Description du problème :: Reproduisez à l'identique le passage de l'entretien avec Philip Catherine qui va de « Comment avez-vous débuté » jusqu'à « était premier violon. ».

Texte fourni ::
=====
THE LS JAZZ PROJECT
Philip Catherine
Caluire & Cuire, le 11 décembre 2001.
Propos recueillis par Estelle Bouin et Kelly Chauffour.
Comment avez-vous débuté la musique ? Y avait-il des musiciens dans votre famille ?
Du côté de ma mère, oui. C’était une grande mélomane, elle aimait beaucoup la musique. Sa sensibilité musicale était très grande et elle jouait aussi un peu de piano. Son père, que je n’ai pas connu car il est mort avant ma naissance, était violoniste professionnel dans un orchestre symphonique à Londres. Il paraît qu’il était premier violon.
Cela vous a t’il influencé ?
C’est ma mère qui m’a le plus influencé. Je trouve qu’elle avait une façon particulière d’entendre la musique. Elle était très sensible à la musicalité de ce qu’elle écoutait, si c’était bien chanté, bien joué… Elle remarquait tout et exprimait ses sentiments à travers l’écoute musicale. Elle est morte il y a seulement un an et demi et, c’est encore récent, je lui ai fait entendre divers genres musicaux. Et je réagissais à sa façon personnelle de réagir à la musique. Je lui demandais souvent conseil d’ailleurs.
Comment avez-vous choisi votre instrument ?
J’ai pris cet instrument par hasard. J’ai acheté ma guitare, je ne sais plus très bien en quelle année, en 1955 ou 1956… Je n’ avais encore jamais entendu cet instrument. A cette époque-là, on ne l’entendait pas comme aujourd’hui. La première guitare que j’ai entendu à la radio a été celle de Georges Brassens. C’est grâce à lui que j’ai acheté ma guitare et, j’ai demandé au magasin s’ils connaissaient un professeur de guitare afin d’apprendre les chansons de Brassens. Mais très vite, j’ai appris d’autres choses ! Le jazz, c’est une musique de rencontres.
Comment choisissez-vous les gens qui vous accompagnent ?
=====
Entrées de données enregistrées
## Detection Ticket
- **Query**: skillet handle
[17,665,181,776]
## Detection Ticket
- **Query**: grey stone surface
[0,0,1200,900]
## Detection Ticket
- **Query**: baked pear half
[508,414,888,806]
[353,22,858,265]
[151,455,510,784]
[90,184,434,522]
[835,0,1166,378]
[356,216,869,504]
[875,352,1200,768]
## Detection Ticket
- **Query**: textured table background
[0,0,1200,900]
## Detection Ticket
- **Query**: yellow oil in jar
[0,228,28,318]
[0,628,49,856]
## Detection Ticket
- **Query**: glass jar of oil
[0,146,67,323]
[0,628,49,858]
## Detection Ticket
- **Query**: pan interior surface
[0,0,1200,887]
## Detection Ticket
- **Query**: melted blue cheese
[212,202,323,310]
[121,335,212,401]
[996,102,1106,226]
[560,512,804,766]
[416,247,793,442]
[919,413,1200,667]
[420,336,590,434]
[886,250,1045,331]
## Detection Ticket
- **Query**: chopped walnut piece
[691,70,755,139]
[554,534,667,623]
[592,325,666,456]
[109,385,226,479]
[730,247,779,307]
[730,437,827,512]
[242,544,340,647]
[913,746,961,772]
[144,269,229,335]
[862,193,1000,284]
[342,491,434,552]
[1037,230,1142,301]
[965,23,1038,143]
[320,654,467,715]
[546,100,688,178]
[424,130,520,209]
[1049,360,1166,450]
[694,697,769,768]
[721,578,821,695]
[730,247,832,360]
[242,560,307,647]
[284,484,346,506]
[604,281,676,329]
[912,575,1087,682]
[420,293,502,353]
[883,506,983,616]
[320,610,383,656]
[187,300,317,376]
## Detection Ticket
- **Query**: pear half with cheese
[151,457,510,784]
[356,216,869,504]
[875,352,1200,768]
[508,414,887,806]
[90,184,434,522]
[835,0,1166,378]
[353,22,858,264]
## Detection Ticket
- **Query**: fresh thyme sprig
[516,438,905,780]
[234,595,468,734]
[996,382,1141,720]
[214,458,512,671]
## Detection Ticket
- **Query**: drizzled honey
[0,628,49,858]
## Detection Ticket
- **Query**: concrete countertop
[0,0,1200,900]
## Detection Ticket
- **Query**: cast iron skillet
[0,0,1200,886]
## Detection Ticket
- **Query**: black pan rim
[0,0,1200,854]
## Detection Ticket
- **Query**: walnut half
=====
Réponse attendue ::
Comment avez-vous débuté la musique ? Y avait-il des musiciens dans votre famille ?
Du côté de ma mère, oui. C’était une grande mélomane, elle aimait beaucoup la musique. Sa sensibilité musicale était très grande et elle jouait aussi un peu de piano. Son père, que je n’ai pas connu car il est mort avant ma naissance, était violoniste professionnel dans un orchestre symphonique à Londres. Il paraît qu’il était premier violon.